§ **CONSIGNES**
1 > D'après l'extrait sur l'ode I, 19, entre quels deux locuteurs rivaux l'ode se partage-t-elle ?
2 > Reproduisez le passage de l'extrait sur l'ode I, 19 qui commence par « Je brûle pour sa » et va jusqu'à « et autres fadaises. ».

I, 19
– La mère cruelle des Désirs,
Le fils de Sémélé, la Licence lascive,
Tous trois se liguent pour m’ordonner
De raviver l’amour que j’avais pour Glycère.
Je brûle pour sa beauté radieuse
Qui plus pur resplendit que marbre de Paros ;
Je brûle pour son effronterie
Et ce visage lisse où s’affiche ma perte.
– Quittant Chypre, Vénus en moi
S’est toute transportée et ne tolère pas
Que l’on dise le Scythe ou le Parthe
Qui combat en tournant bride, et autres fadaises.
Du gazon ici tout de suite,
Enfants, et des rameaux sacrés, l’encens, un vin
Vieux de deux ans dans la patère :
La victime immolée, jouir sera plus doux.
• TRADITION
Chanson d’amour en l’honneur de Glycère.
• OBJECTION
Mais quelle part de sincérité Horace a-t-il mise dans ce poème ? Et comment expliquer la solution de continuité qui existe entre les deux premières strophes et les deux dernières ?
• PROPOSITION
L’ode se partage entre deux locuteurs rivaux, d’abord Mécène, puis Auguste.
• JUSTIFICATION
Dans les deux premières strophes, Ego ne se rend qu’à regret et à contrecœur aux sollicitations impérieuses de puissances
qui le dépassent. Il en souffre (saeua, 1 : « cruelle » ;
urit réitéré),
il sait qu’il court à sa perte, comme le montre l’expression
nimium lubricus, 8, et surtout animum reddere, 4,
en son inquiétante ambiguïté (cf. I, 16, 28) : « redonner vie à des amours
mortes au prix de sa propre vitalité ». Mais l’attrait du plaisir est le plus fort :
lasciua, 3 ; grata proteruitas, 7, « chère pétulance »,
« agréable impudence », léger oxymore qui rappelle le grato sub antro de l’ode I, 5,
et permet d’identifier Mécène sous
cet Ego anonyme. On se souvient que l’amant de Pyrrha était subjugué par l’espèce d’éclat qu’elle
irradiait (nites, 13) :
la même fascination se révèle ici (nitor, 5).
Aussi l’ode 14 l’objurguait-elle « d’éviter les Cyclades éclatantes »
(nitentis… Cycladas, 20). En vain, comme on le voit, et
iubet me… finitis animum reddere amoribus répond lugubrement
à la question referent in mare te noui / Fluctus ? sur laquelle s’ouvrait l’ode au Vaisseau
(dit traditionnellement « de l’Etat » !).
En face de cet homme torturé (urit me), de ce vaincu qui ne peut
qu’obéir (iubet me), voici qu’éclate la voix
assurée de celui qui lance ses ordres et ne tolère aucune résistance. Néanmoins, si la chose est nette dans la quatrième
strophe, elle n’apparaît pas au premier coup d’œil dans la troisième. Sous l’influence de la fameuse version
racinienne (« C’est Vénus tout entière à sa proie attachée »), on perçoit l’énonciateur horatien comme une victime,
alors qu’au contraire il triomphe et se vante de ce qui lui arrive. Quelle insigne faveur que d’avoir été élu comme
domicile par la déesse de l’amour en personne ! Que d’encens ne brûle-t-on pas dans l’ode I, 30 pour obtenir la
même grâce au compte… de Glycère, précisément !

§ **LISTE DES LIGNES**
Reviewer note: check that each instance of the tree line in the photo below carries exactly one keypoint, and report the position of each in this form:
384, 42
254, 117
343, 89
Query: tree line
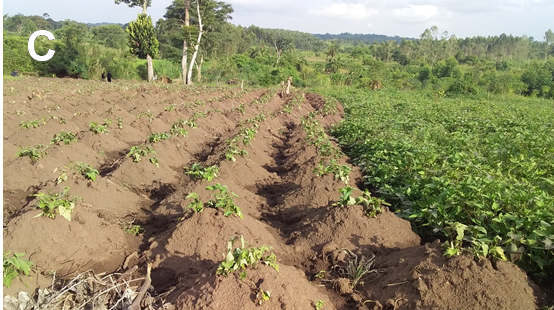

§ **RÉPONSES**
1 > D'abord Mécène, puis Auguste.

2 >
Je brûle pour sa beauté radieuse
Qui plus pur resplendit que marbre de Paros ;
Je brûle pour son effronterie
Et ce visage lisse où s’affiche ma perte.
– Quittant Chypre, Vénus en moi
S’est toute transportée et ne tolère pas
Que l’on dise le Scythe ou le Parthe
Qui combat en tournant bride, et autres fadaises.